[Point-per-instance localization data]
□ □ □

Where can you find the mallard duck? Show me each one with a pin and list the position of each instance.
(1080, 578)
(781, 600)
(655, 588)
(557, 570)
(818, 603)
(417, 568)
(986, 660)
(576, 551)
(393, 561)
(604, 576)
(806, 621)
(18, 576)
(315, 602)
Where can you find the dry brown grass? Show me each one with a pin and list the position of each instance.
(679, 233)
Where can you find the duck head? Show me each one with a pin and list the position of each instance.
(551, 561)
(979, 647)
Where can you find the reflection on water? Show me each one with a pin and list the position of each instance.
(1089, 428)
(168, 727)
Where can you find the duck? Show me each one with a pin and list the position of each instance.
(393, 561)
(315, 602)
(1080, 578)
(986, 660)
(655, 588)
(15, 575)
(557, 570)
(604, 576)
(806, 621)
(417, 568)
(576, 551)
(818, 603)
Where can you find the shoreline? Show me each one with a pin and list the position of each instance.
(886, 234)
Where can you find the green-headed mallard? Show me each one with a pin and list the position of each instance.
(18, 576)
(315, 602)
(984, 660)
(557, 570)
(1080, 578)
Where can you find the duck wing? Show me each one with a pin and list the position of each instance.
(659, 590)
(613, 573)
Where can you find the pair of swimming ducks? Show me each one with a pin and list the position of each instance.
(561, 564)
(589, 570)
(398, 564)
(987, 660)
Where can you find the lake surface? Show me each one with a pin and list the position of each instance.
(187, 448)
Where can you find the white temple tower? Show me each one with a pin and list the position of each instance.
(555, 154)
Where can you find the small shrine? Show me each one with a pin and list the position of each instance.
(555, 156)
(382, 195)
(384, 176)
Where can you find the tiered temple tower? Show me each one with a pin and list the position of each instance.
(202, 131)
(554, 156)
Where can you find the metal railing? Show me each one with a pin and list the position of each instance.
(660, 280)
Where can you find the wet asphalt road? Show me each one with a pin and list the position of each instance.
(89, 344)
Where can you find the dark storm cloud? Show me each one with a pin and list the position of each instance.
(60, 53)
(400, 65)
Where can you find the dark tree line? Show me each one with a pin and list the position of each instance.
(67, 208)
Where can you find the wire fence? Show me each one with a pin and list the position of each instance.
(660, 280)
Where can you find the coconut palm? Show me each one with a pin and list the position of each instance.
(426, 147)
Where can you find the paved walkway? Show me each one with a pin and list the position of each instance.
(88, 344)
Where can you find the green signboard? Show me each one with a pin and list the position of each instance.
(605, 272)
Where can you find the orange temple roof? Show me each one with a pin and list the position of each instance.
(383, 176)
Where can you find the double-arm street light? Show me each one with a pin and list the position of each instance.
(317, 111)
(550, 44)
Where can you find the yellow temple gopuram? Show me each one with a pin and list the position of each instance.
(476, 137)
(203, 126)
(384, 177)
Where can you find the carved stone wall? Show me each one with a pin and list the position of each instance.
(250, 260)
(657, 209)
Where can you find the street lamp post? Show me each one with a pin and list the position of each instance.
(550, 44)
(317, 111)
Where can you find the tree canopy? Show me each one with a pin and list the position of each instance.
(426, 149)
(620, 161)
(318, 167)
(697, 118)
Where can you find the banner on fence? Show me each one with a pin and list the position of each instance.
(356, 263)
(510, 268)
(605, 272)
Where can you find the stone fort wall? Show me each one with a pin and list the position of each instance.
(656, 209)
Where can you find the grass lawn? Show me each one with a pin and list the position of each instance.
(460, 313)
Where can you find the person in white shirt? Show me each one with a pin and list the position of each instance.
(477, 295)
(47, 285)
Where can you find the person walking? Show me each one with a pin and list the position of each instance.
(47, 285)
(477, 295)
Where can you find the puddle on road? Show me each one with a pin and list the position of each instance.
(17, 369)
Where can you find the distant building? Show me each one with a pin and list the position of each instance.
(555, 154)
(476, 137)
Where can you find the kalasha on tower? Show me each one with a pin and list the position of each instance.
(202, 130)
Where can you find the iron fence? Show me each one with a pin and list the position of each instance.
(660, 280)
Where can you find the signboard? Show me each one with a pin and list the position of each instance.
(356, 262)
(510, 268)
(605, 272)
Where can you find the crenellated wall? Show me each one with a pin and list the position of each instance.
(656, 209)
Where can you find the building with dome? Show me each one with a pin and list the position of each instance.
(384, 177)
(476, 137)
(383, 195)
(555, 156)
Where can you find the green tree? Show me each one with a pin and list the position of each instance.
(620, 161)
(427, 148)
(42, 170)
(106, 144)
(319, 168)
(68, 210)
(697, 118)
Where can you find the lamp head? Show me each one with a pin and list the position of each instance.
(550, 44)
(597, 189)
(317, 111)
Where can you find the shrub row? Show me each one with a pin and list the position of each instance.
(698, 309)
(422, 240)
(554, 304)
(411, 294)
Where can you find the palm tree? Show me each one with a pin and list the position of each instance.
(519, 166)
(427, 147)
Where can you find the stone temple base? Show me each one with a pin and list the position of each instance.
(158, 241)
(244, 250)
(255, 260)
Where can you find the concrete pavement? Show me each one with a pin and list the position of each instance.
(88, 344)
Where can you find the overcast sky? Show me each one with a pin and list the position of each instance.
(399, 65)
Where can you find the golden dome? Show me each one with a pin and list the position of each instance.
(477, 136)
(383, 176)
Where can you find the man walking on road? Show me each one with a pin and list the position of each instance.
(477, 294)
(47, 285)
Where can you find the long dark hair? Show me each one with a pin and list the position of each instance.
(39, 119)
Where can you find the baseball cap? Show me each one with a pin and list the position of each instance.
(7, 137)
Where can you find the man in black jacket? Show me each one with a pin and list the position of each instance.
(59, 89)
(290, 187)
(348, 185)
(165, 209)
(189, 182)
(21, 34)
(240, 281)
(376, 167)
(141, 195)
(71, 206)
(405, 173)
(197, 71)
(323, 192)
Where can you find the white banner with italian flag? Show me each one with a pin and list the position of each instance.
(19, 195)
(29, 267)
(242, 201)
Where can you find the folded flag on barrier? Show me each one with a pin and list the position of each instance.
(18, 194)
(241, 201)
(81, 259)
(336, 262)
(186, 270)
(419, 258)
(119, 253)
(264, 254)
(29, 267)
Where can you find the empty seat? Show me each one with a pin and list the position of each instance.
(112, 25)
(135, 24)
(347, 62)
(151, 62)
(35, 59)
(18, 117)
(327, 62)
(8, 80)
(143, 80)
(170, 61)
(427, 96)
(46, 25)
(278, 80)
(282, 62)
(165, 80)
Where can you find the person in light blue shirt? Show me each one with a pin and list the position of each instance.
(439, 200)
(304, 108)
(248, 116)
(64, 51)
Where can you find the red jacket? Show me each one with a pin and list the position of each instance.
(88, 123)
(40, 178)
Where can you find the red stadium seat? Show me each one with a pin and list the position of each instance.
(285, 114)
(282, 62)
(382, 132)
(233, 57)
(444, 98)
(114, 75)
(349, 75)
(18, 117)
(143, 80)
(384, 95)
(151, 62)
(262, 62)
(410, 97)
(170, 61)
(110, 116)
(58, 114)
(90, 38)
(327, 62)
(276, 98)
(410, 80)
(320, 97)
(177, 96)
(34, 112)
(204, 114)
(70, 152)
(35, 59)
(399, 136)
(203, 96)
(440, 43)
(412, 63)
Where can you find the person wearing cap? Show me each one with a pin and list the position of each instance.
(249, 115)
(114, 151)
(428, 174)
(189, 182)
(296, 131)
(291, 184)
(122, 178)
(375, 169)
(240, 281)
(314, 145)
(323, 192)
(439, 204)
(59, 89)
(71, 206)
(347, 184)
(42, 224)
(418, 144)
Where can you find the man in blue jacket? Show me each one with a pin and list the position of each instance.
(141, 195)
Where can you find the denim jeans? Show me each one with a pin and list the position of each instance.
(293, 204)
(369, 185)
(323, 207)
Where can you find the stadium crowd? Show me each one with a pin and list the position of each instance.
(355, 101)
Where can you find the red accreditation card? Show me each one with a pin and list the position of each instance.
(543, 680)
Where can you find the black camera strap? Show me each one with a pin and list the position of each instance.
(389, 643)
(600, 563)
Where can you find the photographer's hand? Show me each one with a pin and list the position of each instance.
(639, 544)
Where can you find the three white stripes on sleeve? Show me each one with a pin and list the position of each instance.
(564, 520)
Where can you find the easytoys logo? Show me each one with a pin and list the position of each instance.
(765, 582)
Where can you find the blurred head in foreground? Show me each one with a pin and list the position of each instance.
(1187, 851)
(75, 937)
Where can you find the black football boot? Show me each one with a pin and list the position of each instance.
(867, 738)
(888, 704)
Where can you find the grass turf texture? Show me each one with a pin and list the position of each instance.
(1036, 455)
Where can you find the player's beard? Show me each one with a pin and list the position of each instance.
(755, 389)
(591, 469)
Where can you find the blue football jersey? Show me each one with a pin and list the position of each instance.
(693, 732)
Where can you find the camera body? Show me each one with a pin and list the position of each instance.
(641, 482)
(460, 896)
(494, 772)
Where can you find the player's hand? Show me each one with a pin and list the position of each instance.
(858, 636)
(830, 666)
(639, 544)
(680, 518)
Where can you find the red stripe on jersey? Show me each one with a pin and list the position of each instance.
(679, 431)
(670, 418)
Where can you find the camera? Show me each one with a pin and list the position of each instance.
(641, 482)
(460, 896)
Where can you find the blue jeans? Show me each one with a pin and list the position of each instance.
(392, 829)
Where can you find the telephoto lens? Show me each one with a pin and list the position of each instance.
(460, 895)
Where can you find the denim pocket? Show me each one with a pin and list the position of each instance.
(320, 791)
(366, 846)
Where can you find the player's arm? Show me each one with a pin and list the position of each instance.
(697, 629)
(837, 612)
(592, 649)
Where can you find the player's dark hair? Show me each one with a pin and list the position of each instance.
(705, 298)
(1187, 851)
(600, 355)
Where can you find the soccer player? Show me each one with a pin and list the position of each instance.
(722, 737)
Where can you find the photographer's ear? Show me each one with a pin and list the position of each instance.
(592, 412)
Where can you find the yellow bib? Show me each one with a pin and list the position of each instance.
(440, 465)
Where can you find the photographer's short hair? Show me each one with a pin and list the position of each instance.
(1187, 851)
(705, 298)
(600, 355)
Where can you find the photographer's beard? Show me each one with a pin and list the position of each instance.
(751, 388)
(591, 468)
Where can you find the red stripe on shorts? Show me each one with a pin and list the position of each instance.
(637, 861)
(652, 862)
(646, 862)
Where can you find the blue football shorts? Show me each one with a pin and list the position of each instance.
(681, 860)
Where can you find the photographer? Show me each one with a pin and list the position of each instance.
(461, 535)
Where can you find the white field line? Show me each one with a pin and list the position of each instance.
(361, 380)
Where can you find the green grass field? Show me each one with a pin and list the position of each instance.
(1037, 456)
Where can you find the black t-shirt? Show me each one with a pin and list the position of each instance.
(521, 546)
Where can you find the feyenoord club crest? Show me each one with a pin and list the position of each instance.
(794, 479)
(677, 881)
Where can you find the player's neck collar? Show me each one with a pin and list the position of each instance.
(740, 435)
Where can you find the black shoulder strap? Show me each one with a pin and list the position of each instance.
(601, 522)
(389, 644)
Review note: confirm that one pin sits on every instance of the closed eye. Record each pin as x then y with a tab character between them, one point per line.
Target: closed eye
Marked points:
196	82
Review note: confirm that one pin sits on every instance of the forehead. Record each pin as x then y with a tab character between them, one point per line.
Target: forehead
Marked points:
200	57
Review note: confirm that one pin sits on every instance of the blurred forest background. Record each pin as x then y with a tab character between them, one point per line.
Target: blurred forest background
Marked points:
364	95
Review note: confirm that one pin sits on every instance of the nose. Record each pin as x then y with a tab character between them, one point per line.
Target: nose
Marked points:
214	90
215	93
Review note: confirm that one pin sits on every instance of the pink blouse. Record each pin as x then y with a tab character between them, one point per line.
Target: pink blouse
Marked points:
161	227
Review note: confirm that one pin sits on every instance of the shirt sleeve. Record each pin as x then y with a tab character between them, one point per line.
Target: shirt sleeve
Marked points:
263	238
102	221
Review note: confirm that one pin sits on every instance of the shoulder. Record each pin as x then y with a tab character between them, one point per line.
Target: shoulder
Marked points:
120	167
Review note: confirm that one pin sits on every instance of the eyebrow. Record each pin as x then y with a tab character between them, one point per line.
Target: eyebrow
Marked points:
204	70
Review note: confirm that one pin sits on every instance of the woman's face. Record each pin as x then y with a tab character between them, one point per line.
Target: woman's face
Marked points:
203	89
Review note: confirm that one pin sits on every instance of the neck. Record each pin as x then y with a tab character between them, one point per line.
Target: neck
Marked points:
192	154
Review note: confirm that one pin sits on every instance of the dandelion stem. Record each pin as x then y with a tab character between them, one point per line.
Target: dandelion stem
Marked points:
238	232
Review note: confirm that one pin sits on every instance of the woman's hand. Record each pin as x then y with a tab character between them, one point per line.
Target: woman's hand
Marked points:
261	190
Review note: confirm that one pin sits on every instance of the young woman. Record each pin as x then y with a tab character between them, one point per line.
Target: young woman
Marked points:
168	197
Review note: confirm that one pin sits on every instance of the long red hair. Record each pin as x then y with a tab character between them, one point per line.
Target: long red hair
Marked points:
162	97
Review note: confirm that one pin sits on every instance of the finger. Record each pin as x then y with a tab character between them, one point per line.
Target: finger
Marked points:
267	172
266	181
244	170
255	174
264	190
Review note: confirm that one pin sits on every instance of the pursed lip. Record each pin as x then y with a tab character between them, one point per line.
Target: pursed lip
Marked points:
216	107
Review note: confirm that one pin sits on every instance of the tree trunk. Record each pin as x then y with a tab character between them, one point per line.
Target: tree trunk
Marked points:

□ □ □

• _About this task_
The lines holding the word "stem" are the answer. Find them in the entries and copy them.

• _Reply_
Review note: confirm that one pin sits on every instance of the dandelion stem. Record each pin as x then y with a tab character between them, one point per line.
Target: dandelion stem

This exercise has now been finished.